'''

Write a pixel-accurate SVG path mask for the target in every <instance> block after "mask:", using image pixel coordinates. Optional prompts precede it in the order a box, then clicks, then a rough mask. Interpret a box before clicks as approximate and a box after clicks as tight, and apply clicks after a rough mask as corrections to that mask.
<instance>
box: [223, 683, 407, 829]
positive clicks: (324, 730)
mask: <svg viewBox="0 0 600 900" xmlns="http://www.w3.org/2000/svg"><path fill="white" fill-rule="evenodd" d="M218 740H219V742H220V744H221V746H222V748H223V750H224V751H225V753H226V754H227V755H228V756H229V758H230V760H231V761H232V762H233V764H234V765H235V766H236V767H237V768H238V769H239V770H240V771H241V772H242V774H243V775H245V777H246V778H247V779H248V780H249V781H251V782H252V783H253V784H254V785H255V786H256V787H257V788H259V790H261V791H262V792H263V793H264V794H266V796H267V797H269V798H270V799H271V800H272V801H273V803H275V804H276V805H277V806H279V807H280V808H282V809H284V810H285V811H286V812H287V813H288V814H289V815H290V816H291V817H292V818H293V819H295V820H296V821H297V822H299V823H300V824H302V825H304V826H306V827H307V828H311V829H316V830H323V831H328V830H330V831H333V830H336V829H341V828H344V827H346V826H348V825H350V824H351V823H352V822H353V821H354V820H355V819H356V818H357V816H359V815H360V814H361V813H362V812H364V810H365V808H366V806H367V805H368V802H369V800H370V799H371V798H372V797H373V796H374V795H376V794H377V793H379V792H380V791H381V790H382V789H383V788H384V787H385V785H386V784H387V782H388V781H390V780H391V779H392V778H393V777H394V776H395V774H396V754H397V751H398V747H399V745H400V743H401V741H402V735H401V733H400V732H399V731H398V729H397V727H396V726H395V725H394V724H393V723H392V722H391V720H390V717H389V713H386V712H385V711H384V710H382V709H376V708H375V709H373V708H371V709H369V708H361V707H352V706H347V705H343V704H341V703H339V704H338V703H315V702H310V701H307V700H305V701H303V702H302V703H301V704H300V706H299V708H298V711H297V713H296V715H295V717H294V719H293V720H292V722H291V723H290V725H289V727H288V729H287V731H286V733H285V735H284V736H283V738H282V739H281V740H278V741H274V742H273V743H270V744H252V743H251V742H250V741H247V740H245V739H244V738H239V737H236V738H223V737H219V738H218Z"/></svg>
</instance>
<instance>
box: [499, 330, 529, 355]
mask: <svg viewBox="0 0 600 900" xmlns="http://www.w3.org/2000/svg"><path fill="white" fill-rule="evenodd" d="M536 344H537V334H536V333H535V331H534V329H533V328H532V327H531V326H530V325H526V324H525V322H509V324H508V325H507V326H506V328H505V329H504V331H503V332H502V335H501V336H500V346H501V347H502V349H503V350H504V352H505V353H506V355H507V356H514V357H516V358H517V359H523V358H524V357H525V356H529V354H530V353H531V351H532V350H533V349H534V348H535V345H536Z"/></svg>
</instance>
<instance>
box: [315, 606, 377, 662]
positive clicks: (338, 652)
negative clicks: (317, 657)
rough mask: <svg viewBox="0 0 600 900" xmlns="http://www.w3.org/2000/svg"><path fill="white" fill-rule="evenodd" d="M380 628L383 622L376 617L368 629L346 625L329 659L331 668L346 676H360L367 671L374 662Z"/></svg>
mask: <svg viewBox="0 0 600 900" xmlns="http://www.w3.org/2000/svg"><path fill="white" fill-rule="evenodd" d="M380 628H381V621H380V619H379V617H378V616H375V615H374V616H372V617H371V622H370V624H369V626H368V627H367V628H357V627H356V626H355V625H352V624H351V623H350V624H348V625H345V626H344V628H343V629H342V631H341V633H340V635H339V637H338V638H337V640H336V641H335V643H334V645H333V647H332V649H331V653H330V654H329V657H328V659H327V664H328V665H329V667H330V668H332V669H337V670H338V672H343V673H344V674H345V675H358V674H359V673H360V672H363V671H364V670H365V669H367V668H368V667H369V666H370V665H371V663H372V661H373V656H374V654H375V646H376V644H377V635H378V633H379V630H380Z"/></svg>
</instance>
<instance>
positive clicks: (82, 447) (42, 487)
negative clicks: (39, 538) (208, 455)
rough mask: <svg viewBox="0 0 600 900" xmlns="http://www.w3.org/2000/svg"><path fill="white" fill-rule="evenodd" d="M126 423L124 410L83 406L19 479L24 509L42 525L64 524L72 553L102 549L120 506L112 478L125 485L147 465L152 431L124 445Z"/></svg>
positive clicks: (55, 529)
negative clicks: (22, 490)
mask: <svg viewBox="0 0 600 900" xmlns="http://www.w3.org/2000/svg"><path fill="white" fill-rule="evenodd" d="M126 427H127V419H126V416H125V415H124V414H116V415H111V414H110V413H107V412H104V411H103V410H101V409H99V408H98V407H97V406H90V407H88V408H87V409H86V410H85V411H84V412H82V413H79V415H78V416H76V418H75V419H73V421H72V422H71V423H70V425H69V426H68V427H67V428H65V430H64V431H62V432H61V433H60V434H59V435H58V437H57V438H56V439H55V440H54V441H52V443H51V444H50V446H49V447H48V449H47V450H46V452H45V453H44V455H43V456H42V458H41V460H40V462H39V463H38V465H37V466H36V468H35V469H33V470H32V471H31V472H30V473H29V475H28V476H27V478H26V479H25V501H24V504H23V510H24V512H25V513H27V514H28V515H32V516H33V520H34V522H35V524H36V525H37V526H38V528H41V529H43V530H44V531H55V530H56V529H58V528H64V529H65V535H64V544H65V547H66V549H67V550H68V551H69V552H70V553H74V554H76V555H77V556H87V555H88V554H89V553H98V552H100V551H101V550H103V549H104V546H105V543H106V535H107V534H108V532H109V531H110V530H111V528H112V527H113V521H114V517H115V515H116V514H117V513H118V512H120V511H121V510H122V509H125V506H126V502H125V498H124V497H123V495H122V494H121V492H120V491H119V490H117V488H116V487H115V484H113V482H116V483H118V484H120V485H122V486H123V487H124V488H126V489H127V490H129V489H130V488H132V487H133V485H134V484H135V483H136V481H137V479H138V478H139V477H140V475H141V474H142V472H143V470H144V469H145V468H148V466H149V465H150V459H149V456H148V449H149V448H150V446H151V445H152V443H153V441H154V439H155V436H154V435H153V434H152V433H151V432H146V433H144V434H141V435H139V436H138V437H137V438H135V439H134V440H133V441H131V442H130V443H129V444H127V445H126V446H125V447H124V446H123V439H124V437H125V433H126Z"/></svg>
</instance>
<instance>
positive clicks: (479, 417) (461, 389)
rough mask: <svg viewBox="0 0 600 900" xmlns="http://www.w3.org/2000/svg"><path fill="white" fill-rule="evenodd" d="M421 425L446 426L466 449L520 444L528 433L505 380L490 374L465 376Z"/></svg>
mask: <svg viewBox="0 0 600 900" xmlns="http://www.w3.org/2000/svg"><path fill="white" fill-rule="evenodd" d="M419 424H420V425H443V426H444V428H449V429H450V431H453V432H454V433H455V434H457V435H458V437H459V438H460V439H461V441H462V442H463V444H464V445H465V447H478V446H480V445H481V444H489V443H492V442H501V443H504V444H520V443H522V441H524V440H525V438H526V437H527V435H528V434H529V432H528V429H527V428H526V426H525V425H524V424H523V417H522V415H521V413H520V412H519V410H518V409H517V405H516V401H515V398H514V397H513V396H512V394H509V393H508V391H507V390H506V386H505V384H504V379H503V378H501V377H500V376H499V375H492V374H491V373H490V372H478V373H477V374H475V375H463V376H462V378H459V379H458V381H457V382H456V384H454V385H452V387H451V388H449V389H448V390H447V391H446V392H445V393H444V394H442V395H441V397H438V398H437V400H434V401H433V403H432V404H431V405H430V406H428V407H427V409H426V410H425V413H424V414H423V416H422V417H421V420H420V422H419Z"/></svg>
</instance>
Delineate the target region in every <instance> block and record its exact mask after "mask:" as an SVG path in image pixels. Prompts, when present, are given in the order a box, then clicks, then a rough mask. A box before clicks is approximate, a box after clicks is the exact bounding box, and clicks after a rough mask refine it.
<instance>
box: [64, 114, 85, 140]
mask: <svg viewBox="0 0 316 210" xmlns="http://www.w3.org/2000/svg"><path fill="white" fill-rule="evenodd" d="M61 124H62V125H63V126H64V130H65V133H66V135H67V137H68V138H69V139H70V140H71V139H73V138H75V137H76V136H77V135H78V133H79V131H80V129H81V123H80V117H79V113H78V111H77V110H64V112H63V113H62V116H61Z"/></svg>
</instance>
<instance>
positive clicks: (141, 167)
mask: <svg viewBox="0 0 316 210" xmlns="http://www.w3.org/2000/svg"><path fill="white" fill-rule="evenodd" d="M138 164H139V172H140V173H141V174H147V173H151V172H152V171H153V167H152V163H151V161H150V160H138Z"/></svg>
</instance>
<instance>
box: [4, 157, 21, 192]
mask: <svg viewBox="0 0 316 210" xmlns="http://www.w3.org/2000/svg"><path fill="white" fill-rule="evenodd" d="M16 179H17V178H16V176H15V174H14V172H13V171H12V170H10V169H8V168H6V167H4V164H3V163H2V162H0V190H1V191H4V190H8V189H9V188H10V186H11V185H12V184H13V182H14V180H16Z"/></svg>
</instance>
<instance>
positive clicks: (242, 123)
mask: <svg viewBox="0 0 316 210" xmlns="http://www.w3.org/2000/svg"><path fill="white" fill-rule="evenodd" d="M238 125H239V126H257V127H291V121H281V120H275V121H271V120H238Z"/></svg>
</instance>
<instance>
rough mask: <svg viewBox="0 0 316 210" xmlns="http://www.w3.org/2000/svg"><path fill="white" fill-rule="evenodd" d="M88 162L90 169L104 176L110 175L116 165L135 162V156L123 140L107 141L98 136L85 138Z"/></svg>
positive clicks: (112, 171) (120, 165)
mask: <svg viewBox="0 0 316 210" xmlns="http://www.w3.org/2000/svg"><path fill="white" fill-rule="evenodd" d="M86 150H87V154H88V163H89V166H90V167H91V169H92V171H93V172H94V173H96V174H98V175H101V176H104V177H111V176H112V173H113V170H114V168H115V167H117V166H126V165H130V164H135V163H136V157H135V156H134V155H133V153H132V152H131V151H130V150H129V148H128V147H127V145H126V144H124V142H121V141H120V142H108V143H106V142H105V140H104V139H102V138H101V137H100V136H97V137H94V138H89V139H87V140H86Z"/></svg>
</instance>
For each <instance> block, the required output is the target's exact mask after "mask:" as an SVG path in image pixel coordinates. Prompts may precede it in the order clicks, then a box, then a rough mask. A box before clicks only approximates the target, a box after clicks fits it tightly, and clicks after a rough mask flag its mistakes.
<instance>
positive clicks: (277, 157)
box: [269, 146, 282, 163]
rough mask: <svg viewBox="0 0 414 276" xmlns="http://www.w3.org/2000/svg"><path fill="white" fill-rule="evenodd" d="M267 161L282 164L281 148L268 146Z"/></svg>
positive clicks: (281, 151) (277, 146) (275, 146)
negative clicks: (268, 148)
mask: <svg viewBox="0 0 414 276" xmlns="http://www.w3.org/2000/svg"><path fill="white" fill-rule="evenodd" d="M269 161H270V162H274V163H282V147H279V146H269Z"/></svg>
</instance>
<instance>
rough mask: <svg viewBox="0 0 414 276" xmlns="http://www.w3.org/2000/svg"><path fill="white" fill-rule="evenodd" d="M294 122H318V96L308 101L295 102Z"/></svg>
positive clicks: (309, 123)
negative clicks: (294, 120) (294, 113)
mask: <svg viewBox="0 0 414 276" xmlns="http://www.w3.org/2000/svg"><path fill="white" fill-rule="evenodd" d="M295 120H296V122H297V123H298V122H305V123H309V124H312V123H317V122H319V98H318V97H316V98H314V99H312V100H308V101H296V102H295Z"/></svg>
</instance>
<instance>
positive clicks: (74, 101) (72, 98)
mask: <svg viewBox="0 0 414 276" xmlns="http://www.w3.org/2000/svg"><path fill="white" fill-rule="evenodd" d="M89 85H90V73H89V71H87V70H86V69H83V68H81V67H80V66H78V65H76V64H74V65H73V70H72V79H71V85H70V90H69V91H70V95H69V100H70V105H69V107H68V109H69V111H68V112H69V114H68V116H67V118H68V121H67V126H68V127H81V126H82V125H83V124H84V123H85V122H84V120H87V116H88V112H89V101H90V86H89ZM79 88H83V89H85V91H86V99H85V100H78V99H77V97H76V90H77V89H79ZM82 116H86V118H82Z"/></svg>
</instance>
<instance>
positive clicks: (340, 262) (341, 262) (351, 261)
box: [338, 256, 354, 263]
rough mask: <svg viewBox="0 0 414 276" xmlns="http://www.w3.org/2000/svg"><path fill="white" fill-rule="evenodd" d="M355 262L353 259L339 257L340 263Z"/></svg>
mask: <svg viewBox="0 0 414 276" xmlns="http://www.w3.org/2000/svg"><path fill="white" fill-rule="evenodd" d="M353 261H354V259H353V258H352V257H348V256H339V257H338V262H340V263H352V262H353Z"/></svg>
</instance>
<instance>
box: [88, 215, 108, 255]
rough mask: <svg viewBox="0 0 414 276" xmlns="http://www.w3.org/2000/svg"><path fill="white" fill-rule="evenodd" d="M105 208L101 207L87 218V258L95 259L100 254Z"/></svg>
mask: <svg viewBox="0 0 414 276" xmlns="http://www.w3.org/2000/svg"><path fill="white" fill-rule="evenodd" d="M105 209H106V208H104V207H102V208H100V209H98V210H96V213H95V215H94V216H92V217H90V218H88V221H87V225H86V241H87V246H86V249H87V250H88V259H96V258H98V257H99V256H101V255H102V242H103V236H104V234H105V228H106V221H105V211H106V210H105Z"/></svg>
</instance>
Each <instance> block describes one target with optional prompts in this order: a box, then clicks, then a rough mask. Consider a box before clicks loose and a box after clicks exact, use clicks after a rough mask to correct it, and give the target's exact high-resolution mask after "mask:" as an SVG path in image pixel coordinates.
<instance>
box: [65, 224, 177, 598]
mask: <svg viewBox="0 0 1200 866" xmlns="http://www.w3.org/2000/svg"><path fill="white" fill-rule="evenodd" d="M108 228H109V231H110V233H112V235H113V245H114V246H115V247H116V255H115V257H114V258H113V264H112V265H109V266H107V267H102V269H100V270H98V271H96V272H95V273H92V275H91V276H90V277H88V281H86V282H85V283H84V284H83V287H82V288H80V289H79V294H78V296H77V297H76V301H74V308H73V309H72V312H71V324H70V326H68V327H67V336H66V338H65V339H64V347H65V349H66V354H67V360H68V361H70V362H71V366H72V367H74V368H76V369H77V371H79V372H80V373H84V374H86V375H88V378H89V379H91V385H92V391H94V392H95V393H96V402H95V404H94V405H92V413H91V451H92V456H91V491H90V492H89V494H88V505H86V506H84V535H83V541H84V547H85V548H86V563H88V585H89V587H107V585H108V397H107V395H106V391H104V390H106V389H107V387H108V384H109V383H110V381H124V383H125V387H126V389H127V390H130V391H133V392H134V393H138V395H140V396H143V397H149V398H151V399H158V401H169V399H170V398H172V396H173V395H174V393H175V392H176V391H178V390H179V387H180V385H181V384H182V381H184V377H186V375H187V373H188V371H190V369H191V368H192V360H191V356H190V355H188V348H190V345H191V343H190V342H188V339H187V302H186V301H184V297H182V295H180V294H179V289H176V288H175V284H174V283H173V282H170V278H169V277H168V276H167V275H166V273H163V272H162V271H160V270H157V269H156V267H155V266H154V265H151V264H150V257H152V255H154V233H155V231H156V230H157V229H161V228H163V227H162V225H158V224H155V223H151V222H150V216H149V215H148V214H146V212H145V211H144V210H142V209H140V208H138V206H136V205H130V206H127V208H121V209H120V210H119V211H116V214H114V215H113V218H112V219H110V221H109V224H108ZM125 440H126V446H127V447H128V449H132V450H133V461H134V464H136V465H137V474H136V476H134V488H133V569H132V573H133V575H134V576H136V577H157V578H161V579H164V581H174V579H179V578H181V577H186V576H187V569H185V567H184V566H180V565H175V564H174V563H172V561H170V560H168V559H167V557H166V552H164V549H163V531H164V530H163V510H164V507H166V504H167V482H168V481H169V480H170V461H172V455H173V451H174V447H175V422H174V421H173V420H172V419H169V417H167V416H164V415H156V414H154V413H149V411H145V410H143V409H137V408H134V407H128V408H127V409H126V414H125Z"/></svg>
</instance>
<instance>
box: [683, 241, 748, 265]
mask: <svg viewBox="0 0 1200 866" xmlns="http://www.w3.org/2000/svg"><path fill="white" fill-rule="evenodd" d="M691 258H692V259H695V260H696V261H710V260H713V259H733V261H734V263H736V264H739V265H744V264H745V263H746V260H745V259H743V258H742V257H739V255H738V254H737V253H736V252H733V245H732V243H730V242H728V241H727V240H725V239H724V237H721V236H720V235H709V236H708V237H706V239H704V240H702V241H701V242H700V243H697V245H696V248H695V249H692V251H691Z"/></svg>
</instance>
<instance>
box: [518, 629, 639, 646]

'''

Work instructions
Take every line above that includes "precede" and list it.

Your solution
Write a pixel-accurate SVG path mask for the target in every <instance> block after "mask:", using image pixel coordinates. Optional prompts precede it in the order a box, then clicks, then a rough mask. Interpret a box before clicks as approximate and a box after clicks as tight, and apply clicks after a rough mask as corrections to that mask.
For each <instance> block, the required output is the target's exact mask after "mask:" as an SVG path in image pixel coordinates. Prompts may precede it in the order clicks, then a box, then a rough mask. A box before clicks only approximates the target, a box after clicks fits it tightly, and clicks after a rough mask flag its mistakes.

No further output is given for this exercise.